◆ Exercise description:
From the first line to the last, write out the records exactly, leaving the pictures behind.
::: Materials provided :::
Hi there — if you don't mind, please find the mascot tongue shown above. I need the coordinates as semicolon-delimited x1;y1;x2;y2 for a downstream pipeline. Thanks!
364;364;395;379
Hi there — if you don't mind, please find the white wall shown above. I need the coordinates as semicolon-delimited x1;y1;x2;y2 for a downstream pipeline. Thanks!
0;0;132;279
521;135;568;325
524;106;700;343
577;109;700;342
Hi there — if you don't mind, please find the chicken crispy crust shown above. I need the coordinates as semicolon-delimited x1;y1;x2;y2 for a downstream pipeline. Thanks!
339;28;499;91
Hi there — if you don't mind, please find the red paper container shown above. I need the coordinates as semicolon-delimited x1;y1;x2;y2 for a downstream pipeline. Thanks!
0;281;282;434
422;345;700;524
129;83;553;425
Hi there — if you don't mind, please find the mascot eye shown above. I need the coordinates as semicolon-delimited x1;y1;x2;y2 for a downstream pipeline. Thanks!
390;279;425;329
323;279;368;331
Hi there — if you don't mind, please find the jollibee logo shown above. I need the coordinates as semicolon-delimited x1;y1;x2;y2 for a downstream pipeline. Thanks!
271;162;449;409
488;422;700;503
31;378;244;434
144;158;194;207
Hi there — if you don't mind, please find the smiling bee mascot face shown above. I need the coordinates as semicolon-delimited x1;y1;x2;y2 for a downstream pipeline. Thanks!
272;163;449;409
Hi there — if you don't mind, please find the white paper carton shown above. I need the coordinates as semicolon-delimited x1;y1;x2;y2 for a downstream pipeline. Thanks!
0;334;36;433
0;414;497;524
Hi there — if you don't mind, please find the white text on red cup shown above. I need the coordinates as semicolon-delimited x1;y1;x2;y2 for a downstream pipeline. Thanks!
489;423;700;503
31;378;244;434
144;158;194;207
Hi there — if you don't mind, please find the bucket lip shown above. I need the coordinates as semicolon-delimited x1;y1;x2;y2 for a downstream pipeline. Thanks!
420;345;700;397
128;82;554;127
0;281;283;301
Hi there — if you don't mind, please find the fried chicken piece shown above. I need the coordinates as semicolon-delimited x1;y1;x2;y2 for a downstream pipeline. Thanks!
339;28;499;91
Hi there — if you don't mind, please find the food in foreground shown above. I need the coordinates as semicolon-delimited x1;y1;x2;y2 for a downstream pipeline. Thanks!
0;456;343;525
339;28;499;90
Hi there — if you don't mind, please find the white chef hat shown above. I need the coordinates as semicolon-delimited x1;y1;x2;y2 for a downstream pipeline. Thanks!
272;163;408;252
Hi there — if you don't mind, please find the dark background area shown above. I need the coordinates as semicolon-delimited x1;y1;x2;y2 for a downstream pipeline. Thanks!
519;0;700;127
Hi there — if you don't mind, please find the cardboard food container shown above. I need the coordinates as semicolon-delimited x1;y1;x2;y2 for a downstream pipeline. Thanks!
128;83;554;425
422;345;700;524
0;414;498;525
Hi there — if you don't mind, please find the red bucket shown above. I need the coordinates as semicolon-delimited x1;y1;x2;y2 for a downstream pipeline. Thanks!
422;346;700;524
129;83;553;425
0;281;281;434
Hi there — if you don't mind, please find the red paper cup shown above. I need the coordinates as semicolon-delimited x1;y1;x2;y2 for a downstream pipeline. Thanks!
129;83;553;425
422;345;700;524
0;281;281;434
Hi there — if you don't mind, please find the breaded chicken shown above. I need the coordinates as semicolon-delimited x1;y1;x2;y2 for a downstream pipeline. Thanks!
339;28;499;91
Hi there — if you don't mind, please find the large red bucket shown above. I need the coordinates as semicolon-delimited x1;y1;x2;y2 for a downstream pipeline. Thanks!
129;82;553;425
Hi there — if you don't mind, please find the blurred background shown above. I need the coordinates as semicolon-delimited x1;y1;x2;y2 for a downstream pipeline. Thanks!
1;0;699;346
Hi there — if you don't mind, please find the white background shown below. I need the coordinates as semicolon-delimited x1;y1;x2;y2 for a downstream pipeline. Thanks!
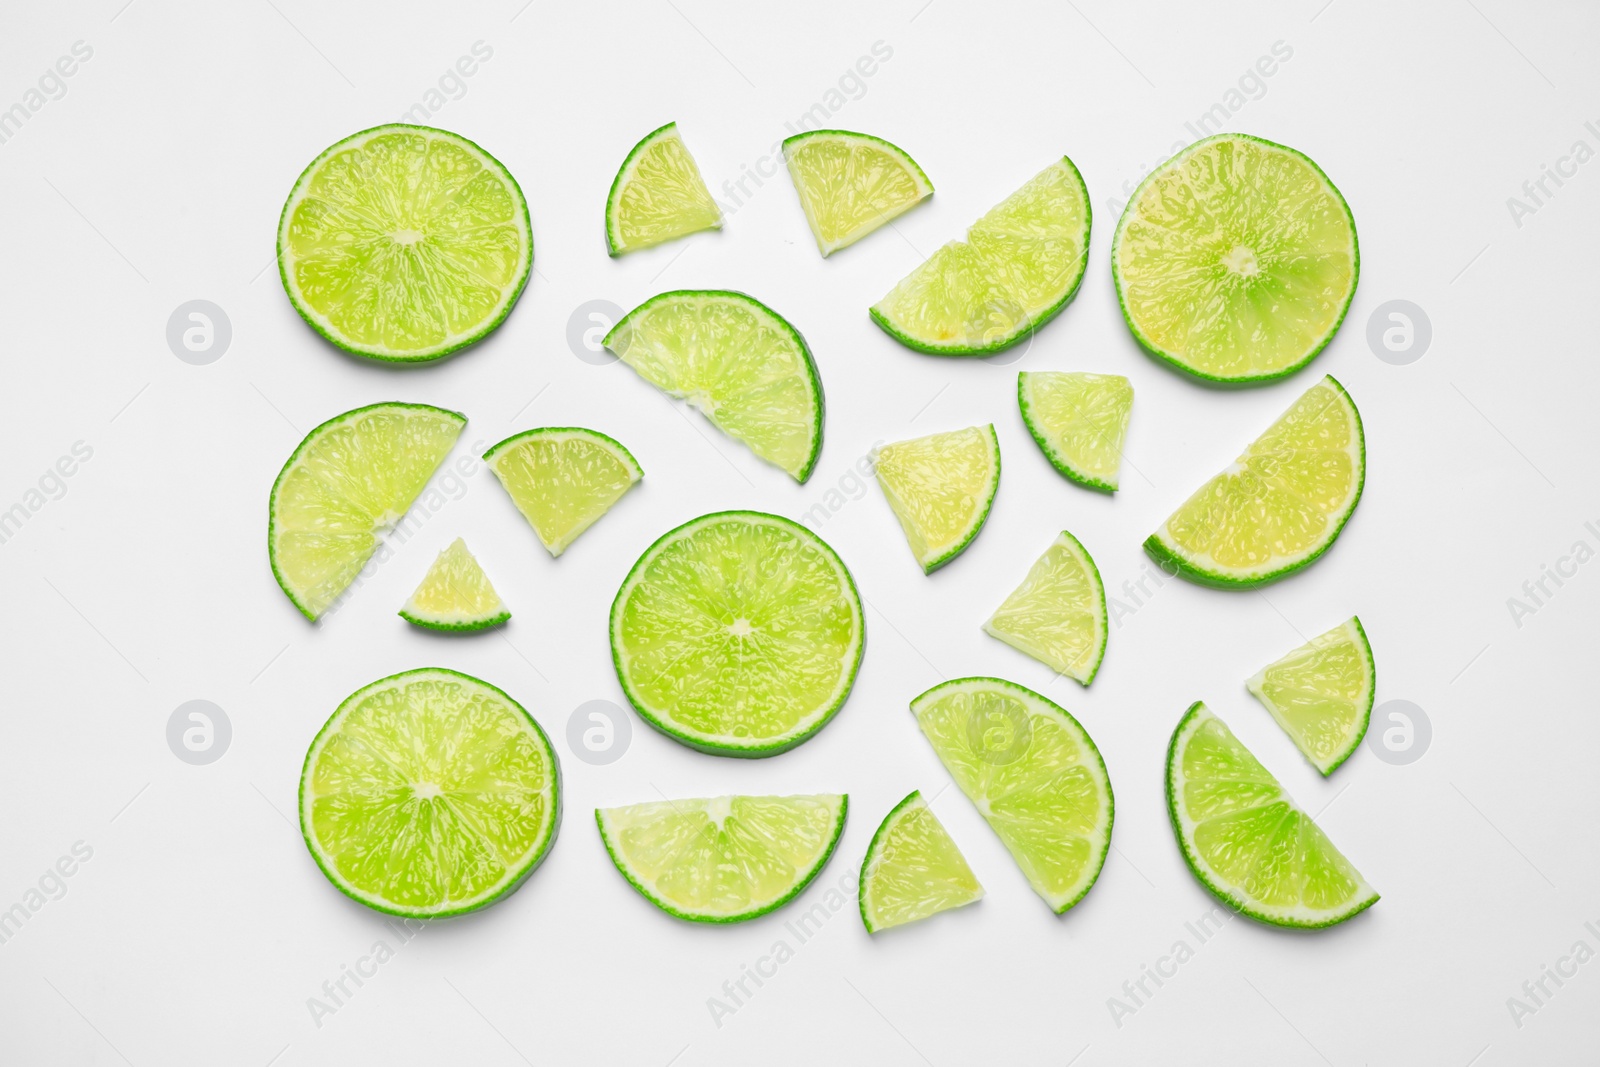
2;0;1597;1063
:::
◆ Task solution:
Hi there — if you don't mind, please find the mascot tongue shown above. I need the coordinates as semicolon-delimited x1;y1;x2;y2 for a downstream pipeline. Thanks!
364;364;395;379
Hi there — if you don't mind, please find the white wall shown above. I need the coordinates as semicolon-delimited x1;y1;x2;y2 for a downstream pipeline. Thanks!
0;0;132;279
521;135;568;325
524;106;700;343
577;109;700;342
Hi there — if you don't mind, please find the chicken crispy crust shown above. I need the coordinates as semicolon-delimited x1;y1;x2;y2 for a downstream pipeline. Thanks!
339;28;499;91
Hi there — if you don't mind, please find the red paper container shown above. I need the coordinates as semicolon-delimited x1;y1;x2;y2 for a downstream pipeline. Thanks!
0;281;282;434
422;345;700;524
129;83;553;425
Hi there — if you don't mind, please find the mascot eye shown above. I need the coordinates as semicolon-delimited x1;y1;x2;y2 for a downstream pipeline. Thanks!
390;279;425;329
323;279;368;331
Hi there — if you don't mind, please find the jollibee logo shown above. I need the coordinates as semicolon-delimited x1;y1;x2;y2 for a downstream pipeline. Thanks!
271;162;449;409
488;422;700;503
31;378;244;434
144;158;194;207
Hi there — if you don't mind, please find the smiling bee mascot face shown above. I need the coordinates as semicolon-delimited x1;y1;x2;y2 for a downstream pipeline. Thanks!
272;163;449;409
Hi there — if you don't mind, please find the white paper carton shown above. I need the coordinates as semicolon-delimited x1;y1;x2;y2 for a downstream pipeline. Thanks!
0;334;36;433
0;414;497;524
Hi there — if you don't mind, please find the white text on red cup shown above. I need the coordinates as semicolon-delimited x1;y1;x2;y2 for a downstream pipeline. Thanks!
489;423;700;503
31;378;244;434
144;158;194;207
Hi there — if you don't mind, please find the bucket lip shown above. I need the coordinates as semicolon-delimited x1;y1;x2;y2 for a downstream pipeline. Thanks!
420;345;700;397
128;82;554;127
0;281;283;301
Hi there — if you don't mind, please find the fried chicken piece shown above. I need the coordinates as semicolon-delimited x1;y1;x2;y2 for a downstream pipeline. Thanks!
339;28;499;91
Hi there — if you don't mind, please find the food in foreground shown above. I need the coordinates as semicolon-delimited x1;y1;x2;y2 for a downstream pipeline. Thanks!
0;456;343;525
339;28;499;90
Hi there — if you don't mind, please find the white chef hat shown above. I need the coordinates as semicolon-delimited x1;y1;x2;y2 for a downstream pipeline. Thanks!
272;163;408;252
Hi there — if you don't mind, please find the dark background area shown above. I need the coordinates as semicolon-delimited x1;y1;x2;y2 for a downstream pipeline. Thanks!
519;0;700;127
Hi there — if you don't mind, please find the cardboard food container shown above. I need the coordinates as semicolon-delimited x1;y1;x2;y2 for a downstream pipeline. Thanks!
128;83;554;425
422;345;700;524
0;414;498;525
Hi there — if you don't mind, please find the red bucket shown above. I need the coordinates as semicolon-delimited x1;y1;x2;y2 for a downstream pipeline. Thanks!
422;346;700;524
129;83;553;425
0;281;281;434
Hi there — if you don't mind, please find the red paper cup shown above. I need the coordinates as semicolon-delimited x1;y1;x2;y2 for a downstream pipeline. Thanks!
129;83;553;425
422;345;700;524
0;281;281;434
Hi there — if you don't mind, please find the breaded chicken shown above. I need the coordinates as semicolon-delimited x1;y1;x2;y2 for a downstream pipeline. Thanks!
339;28;499;91
Hi there — if you don't mind, please find the large red bucket shown above. I need the coordinates as semicolon-delimited x1;y1;x2;y2 for a downstream pipeline. Thanks!
129;82;553;425
Hi there — if you don't mind, please find the blurred background shown above. I need the coordinates as semicolon-delimited x1;y1;x2;y2 for a downstream pipeline. Thanks!
1;0;699;346
Hi there — if you don't mind, please find the white background shown below. I need the coordinates as semicolon-delimited x1;y1;x2;y2 for a downstream pipeline. Thanks!
2;0;1597;1063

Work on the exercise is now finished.